▸ **Description of the task**:
Print the entire listing. Each line must match the original exactly.

▶

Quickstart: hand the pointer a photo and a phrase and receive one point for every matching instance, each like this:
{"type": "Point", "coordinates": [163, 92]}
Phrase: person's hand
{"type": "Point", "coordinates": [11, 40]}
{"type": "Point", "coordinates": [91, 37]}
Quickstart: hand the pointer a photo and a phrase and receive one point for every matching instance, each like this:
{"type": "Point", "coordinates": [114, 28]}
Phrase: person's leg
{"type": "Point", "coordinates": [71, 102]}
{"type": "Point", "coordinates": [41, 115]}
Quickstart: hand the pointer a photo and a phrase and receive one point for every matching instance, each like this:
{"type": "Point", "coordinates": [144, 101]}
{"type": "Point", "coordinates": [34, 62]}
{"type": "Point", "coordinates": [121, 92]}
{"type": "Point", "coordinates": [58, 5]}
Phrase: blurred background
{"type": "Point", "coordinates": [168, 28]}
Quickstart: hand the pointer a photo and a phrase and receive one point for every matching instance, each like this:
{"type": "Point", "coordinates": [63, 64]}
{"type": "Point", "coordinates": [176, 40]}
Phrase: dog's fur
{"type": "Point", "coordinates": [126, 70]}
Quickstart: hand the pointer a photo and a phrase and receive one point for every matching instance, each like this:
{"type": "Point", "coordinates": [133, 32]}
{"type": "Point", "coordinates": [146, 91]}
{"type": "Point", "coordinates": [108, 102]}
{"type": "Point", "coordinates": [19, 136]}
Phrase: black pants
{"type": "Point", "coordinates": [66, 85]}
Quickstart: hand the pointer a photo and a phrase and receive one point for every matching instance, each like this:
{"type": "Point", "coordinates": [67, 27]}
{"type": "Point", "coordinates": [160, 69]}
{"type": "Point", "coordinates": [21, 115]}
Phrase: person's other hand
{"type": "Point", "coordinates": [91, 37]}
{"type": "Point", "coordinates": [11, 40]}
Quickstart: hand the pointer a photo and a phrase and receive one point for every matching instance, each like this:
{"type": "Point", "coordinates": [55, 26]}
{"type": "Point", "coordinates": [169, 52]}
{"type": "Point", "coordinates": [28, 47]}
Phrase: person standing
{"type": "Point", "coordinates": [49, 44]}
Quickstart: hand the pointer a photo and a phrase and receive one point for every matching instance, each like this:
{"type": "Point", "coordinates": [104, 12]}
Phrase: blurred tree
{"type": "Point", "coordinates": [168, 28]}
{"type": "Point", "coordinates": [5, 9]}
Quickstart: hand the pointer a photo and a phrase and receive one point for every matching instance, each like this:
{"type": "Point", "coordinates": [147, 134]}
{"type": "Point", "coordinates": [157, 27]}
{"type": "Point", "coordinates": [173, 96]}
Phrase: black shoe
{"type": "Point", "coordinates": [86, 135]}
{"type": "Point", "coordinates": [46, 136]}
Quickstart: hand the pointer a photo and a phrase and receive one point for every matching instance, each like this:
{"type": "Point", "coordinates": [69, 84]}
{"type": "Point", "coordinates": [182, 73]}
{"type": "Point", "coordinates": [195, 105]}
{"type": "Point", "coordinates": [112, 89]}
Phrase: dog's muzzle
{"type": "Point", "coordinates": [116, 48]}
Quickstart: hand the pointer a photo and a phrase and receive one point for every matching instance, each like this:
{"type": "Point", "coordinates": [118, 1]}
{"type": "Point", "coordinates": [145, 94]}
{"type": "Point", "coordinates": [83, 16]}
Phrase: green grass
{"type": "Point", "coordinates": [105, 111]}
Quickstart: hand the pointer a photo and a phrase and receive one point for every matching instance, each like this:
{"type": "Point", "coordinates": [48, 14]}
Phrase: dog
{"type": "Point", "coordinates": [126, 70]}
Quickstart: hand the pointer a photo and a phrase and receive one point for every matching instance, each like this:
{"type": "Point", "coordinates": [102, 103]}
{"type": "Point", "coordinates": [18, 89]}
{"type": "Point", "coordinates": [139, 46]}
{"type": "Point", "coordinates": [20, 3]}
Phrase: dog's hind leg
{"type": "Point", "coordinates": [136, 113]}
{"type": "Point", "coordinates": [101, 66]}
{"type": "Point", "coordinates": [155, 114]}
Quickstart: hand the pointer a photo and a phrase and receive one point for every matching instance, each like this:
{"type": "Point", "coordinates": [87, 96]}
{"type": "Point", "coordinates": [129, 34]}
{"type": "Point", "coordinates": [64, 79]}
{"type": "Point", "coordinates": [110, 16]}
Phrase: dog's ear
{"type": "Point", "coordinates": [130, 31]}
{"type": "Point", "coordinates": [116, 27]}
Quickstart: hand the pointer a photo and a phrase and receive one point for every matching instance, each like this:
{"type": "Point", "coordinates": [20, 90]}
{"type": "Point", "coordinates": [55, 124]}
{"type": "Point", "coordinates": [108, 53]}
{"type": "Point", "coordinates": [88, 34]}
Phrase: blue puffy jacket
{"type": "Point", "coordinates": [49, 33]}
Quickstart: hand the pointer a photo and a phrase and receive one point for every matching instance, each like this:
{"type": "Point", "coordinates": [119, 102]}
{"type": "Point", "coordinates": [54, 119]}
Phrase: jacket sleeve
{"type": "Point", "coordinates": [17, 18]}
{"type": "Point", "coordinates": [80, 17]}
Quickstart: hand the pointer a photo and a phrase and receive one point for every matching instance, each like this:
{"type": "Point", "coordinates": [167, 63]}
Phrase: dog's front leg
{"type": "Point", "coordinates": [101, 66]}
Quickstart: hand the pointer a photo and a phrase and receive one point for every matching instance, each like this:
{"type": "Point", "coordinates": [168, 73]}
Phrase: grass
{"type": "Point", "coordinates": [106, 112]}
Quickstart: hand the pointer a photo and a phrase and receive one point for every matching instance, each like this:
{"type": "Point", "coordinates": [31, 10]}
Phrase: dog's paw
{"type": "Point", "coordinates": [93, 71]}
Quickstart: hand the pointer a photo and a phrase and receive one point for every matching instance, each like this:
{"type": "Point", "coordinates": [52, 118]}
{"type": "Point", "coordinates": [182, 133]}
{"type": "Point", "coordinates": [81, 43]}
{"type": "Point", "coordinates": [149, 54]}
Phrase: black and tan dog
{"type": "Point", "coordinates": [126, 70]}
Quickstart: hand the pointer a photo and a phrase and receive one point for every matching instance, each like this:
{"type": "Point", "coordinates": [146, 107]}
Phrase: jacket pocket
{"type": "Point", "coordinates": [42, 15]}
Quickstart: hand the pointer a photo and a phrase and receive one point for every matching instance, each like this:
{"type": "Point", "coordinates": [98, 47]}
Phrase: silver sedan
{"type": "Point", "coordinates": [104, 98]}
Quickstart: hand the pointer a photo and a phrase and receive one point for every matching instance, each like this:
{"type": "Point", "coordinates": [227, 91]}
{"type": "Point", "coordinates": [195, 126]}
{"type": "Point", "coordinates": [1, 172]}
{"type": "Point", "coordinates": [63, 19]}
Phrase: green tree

◀

▸ **Response**:
Quickstart: hand the pointer a photo and a phrase and receive one point for every matching instance, each like this:
{"type": "Point", "coordinates": [163, 92]}
Phrase: person's hand
{"type": "Point", "coordinates": [11, 40]}
{"type": "Point", "coordinates": [91, 37]}
Quickstart: hand the pointer a photo and a phrase and receive one point for every matching instance, each like this:
{"type": "Point", "coordinates": [114, 28]}
Phrase: person's leg
{"type": "Point", "coordinates": [71, 102]}
{"type": "Point", "coordinates": [41, 115]}
Quickstart: hand the pointer a photo and a phrase and receive one point for every matching instance, each like this:
{"type": "Point", "coordinates": [144, 101]}
{"type": "Point", "coordinates": [34, 62]}
{"type": "Point", "coordinates": [121, 92]}
{"type": "Point", "coordinates": [58, 5]}
Phrase: blurred background
{"type": "Point", "coordinates": [168, 28]}
Quickstart: hand the pointer a photo and a phrase and receive one point for every matching instance, each like this:
{"type": "Point", "coordinates": [63, 64]}
{"type": "Point", "coordinates": [176, 40]}
Phrase: dog's fur
{"type": "Point", "coordinates": [126, 70]}
Quickstart: hand the pointer a photo and a phrase and receive one point for every matching instance, each like this:
{"type": "Point", "coordinates": [133, 32]}
{"type": "Point", "coordinates": [146, 91]}
{"type": "Point", "coordinates": [108, 102]}
{"type": "Point", "coordinates": [19, 136]}
Phrase: black pants
{"type": "Point", "coordinates": [66, 85]}
Quickstart: hand the pointer a photo and a phrase and receive one point for every matching instance, each like this:
{"type": "Point", "coordinates": [67, 27]}
{"type": "Point", "coordinates": [160, 69]}
{"type": "Point", "coordinates": [21, 115]}
Phrase: person's other hand
{"type": "Point", "coordinates": [91, 37]}
{"type": "Point", "coordinates": [11, 40]}
Quickstart: hand the pointer a photo and a phrase and receive one point for every matching instance, each like this:
{"type": "Point", "coordinates": [55, 26]}
{"type": "Point", "coordinates": [169, 52]}
{"type": "Point", "coordinates": [28, 47]}
Phrase: person standing
{"type": "Point", "coordinates": [49, 44]}
Quickstart: hand the pointer a photo and a phrase and receive one point for every matching instance, each like this:
{"type": "Point", "coordinates": [104, 12]}
Phrase: blurred tree
{"type": "Point", "coordinates": [168, 28]}
{"type": "Point", "coordinates": [5, 9]}
Quickstart: hand the pointer a photo and a phrase and receive one point for every matching instance, each like this:
{"type": "Point", "coordinates": [147, 134]}
{"type": "Point", "coordinates": [157, 27]}
{"type": "Point", "coordinates": [173, 96]}
Phrase: black shoe
{"type": "Point", "coordinates": [86, 135]}
{"type": "Point", "coordinates": [46, 136]}
Quickstart: hand the pointer a photo and a phrase and receive one point for every matching instance, each like this:
{"type": "Point", "coordinates": [69, 84]}
{"type": "Point", "coordinates": [182, 73]}
{"type": "Point", "coordinates": [195, 105]}
{"type": "Point", "coordinates": [112, 89]}
Phrase: dog's muzzle
{"type": "Point", "coordinates": [116, 48]}
Quickstart: hand the pointer a photo and a phrase and receive one point for every matching instance, each like this:
{"type": "Point", "coordinates": [118, 1]}
{"type": "Point", "coordinates": [145, 94]}
{"type": "Point", "coordinates": [83, 16]}
Phrase: green grass
{"type": "Point", "coordinates": [105, 111]}
Quickstart: hand the pointer a photo and a phrase and receive one point for every matching instance, each like this:
{"type": "Point", "coordinates": [48, 14]}
Phrase: dog
{"type": "Point", "coordinates": [126, 70]}
Quickstart: hand the pointer a photo and a phrase and receive one point for every matching instance, each like this:
{"type": "Point", "coordinates": [102, 103]}
{"type": "Point", "coordinates": [18, 89]}
{"type": "Point", "coordinates": [139, 46]}
{"type": "Point", "coordinates": [20, 3]}
Phrase: dog's hind leg
{"type": "Point", "coordinates": [136, 113]}
{"type": "Point", "coordinates": [101, 66]}
{"type": "Point", "coordinates": [155, 114]}
Quickstart: hand the pointer a photo and a phrase and receive one point for every matching instance, each like this:
{"type": "Point", "coordinates": [87, 96]}
{"type": "Point", "coordinates": [129, 34]}
{"type": "Point", "coordinates": [64, 79]}
{"type": "Point", "coordinates": [110, 16]}
Phrase: dog's ear
{"type": "Point", "coordinates": [130, 31]}
{"type": "Point", "coordinates": [116, 27]}
Quickstart: hand the pointer a photo and a phrase and receive one point for every matching instance, each like this:
{"type": "Point", "coordinates": [20, 90]}
{"type": "Point", "coordinates": [55, 124]}
{"type": "Point", "coordinates": [108, 53]}
{"type": "Point", "coordinates": [88, 34]}
Phrase: blue puffy jacket
{"type": "Point", "coordinates": [49, 33]}
Quickstart: hand the pointer a photo and a phrase and receive one point for every matching instance, each like this:
{"type": "Point", "coordinates": [119, 102]}
{"type": "Point", "coordinates": [54, 119]}
Phrase: jacket sleeve
{"type": "Point", "coordinates": [17, 18]}
{"type": "Point", "coordinates": [80, 17]}
Quickstart: hand the pointer a photo and a phrase and receive one point for every matching instance, each like this:
{"type": "Point", "coordinates": [167, 63]}
Phrase: dog's front leg
{"type": "Point", "coordinates": [101, 66]}
Quickstart: hand the pointer a photo and a phrase and receive one point for every matching instance, each like this:
{"type": "Point", "coordinates": [168, 73]}
Phrase: grass
{"type": "Point", "coordinates": [106, 112]}
Quickstart: hand the pointer a photo and a phrase and receive one point for every matching instance, each like this:
{"type": "Point", "coordinates": [31, 10]}
Phrase: dog's paw
{"type": "Point", "coordinates": [93, 71]}
Quickstart: hand the pointer a photo and a phrase and receive one point for every matching instance, each like this:
{"type": "Point", "coordinates": [52, 118]}
{"type": "Point", "coordinates": [182, 133]}
{"type": "Point", "coordinates": [81, 43]}
{"type": "Point", "coordinates": [149, 54]}
Phrase: black and tan dog
{"type": "Point", "coordinates": [126, 70]}
Quickstart: hand the pointer a photo and a phrase and receive one point for every matching instance, each like this:
{"type": "Point", "coordinates": [146, 107]}
Phrase: jacket pocket
{"type": "Point", "coordinates": [42, 15]}
Quickstart: hand the pointer a photo and a phrase and receive one point for every matching instance, each like this:
{"type": "Point", "coordinates": [98, 47]}
Phrase: silver sedan
{"type": "Point", "coordinates": [104, 98]}
Quickstart: hand the pointer a photo and a phrase and receive one point for every matching instance, each like this:
{"type": "Point", "coordinates": [227, 91]}
{"type": "Point", "coordinates": [195, 126]}
{"type": "Point", "coordinates": [1, 172]}
{"type": "Point", "coordinates": [63, 19]}
Phrase: green tree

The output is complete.